GEZEIGTE TEXTPASSAGE:
● ● ● ●

# Feedermontage



## Fischers Fritz (26. November 2005)

Tachschen,

balt holl ich mir ne Feederrute.Nur weis ich net wie man die Montage macht.|kopfkrat 
Hab im Web schon ma geguckt aber nichts gefunden was ich halbwegs hingrieg war alles zu schwer zu montieren.
Könnt ihr mir vielleicht ne gute Montage beschreiben die nicht zu schwer zu montieren ist aber trotzdem fängig ist?|rolleyes 

Danke schon ma:m


----------



## Browning-Fanatic (26. November 2005)

*AW: Feedermontage*

ich habe mir das buch Feedern gekauft.
wenn du möchtest mach ich dir ein guten preis für !
ich habs gelesen und vorgestern gekauft.


----------



## Fischers Fritz (26. November 2005)

*AW: Feedermontage*

Sind da die Montagen drin?


----------



## MainzGonsenheim (26. November 2005)

*AW: Feedermontage*

Browning Feeder Fertigmontagen. Steht alles im Barbentopic


----------



## Browning-Fanatic (26. November 2005)

● ● ● ●

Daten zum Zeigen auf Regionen
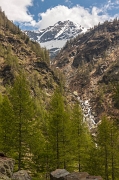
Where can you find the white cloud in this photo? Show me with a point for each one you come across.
(17, 10)
(78, 14)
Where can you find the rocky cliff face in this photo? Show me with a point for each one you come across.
(90, 64)
(7, 170)
(18, 52)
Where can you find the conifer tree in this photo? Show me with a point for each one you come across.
(6, 126)
(107, 142)
(23, 113)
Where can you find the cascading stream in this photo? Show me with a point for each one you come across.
(87, 113)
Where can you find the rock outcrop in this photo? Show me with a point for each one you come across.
(62, 174)
(21, 175)
(7, 168)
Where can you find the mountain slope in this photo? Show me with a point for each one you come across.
(90, 64)
(18, 52)
(55, 37)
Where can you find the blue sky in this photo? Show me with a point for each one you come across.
(39, 14)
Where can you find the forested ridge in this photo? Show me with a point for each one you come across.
(39, 128)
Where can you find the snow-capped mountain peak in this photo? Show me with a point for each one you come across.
(54, 37)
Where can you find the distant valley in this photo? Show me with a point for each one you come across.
(55, 37)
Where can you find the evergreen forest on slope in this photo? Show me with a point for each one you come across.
(39, 126)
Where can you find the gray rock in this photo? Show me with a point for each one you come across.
(6, 167)
(58, 174)
(21, 175)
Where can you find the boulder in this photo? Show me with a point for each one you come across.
(6, 167)
(59, 174)
(21, 175)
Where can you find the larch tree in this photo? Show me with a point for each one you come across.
(23, 115)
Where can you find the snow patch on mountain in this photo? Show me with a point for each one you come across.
(55, 37)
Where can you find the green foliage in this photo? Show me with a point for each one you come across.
(116, 96)
(6, 126)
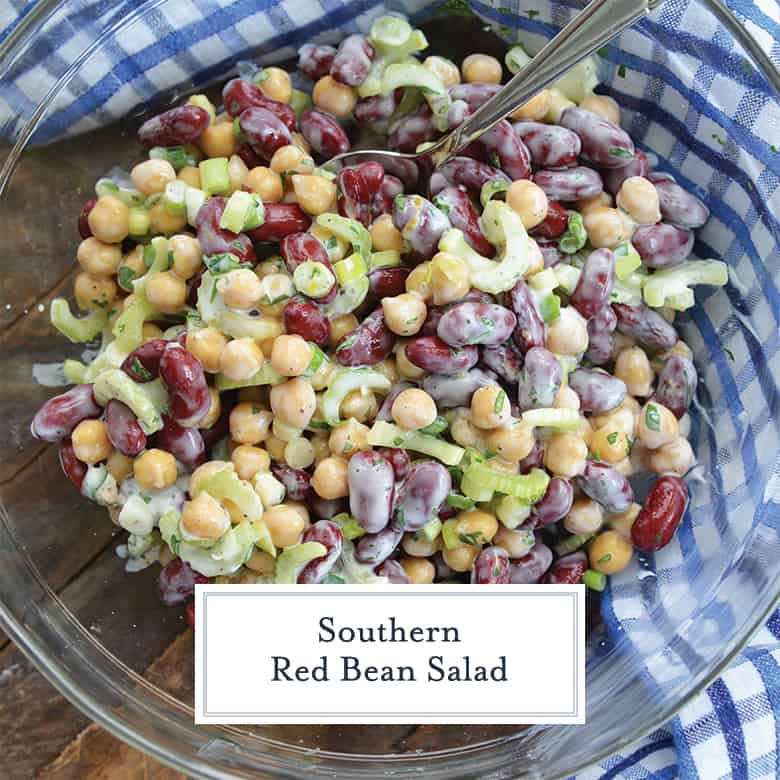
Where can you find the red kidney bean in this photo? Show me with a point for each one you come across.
(371, 342)
(420, 222)
(507, 151)
(177, 581)
(568, 570)
(185, 444)
(123, 429)
(658, 519)
(437, 357)
(215, 240)
(388, 282)
(453, 390)
(464, 172)
(420, 495)
(506, 360)
(603, 143)
(353, 61)
(413, 130)
(85, 231)
(540, 379)
(324, 133)
(305, 319)
(491, 567)
(377, 547)
(281, 219)
(645, 325)
(371, 489)
(57, 418)
(550, 146)
(329, 535)
(614, 178)
(529, 330)
(532, 567)
(314, 60)
(399, 459)
(601, 336)
(240, 94)
(476, 323)
(680, 207)
(607, 486)
(264, 131)
(676, 384)
(296, 482)
(74, 469)
(662, 245)
(181, 125)
(599, 391)
(183, 375)
(455, 203)
(570, 183)
(594, 287)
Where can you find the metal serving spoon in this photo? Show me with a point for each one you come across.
(591, 29)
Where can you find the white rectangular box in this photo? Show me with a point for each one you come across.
(315, 654)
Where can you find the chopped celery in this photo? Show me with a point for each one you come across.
(214, 176)
(385, 434)
(293, 559)
(344, 381)
(148, 400)
(676, 281)
(76, 329)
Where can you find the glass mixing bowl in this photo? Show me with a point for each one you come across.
(694, 90)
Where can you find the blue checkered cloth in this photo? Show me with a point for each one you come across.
(692, 98)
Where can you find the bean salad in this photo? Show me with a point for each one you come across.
(383, 375)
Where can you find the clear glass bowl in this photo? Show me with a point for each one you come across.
(673, 620)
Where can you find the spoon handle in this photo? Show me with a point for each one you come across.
(595, 26)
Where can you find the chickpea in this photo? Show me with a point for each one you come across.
(585, 517)
(166, 291)
(607, 227)
(481, 69)
(405, 313)
(276, 84)
(330, 478)
(359, 405)
(315, 194)
(385, 235)
(603, 105)
(610, 552)
(109, 220)
(90, 441)
(155, 469)
(512, 442)
(460, 558)
(218, 140)
(676, 457)
(566, 455)
(657, 426)
(529, 201)
(94, 292)
(445, 69)
(207, 344)
(450, 278)
(568, 334)
(337, 99)
(348, 438)
(101, 259)
(152, 176)
(639, 198)
(294, 402)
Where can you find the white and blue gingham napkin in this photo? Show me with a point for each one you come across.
(732, 729)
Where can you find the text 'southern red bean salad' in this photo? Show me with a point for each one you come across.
(318, 378)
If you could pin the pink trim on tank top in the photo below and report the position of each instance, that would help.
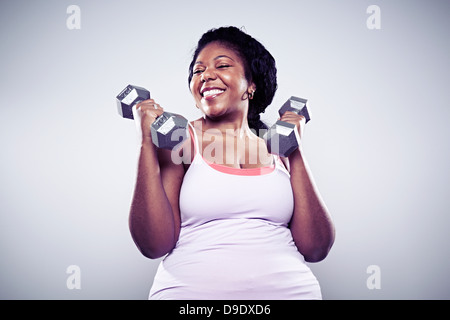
(231, 170)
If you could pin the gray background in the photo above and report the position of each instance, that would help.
(378, 142)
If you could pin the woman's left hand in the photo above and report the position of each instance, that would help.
(298, 120)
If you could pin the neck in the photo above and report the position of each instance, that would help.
(237, 127)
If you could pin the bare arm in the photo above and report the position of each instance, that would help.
(154, 218)
(311, 225)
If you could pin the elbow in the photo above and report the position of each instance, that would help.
(318, 251)
(152, 248)
(316, 255)
(154, 252)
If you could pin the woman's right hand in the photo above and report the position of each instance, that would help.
(145, 114)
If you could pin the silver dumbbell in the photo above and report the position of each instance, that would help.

● ● ● ●

AUFGABENSTELLUNG: Wie heißt laut dem Forenthread zur Feedermontage das Buch, das Browning-Fanatic gekauft hat?

ERGEBNIS: Das Buch heißt „Feedern“.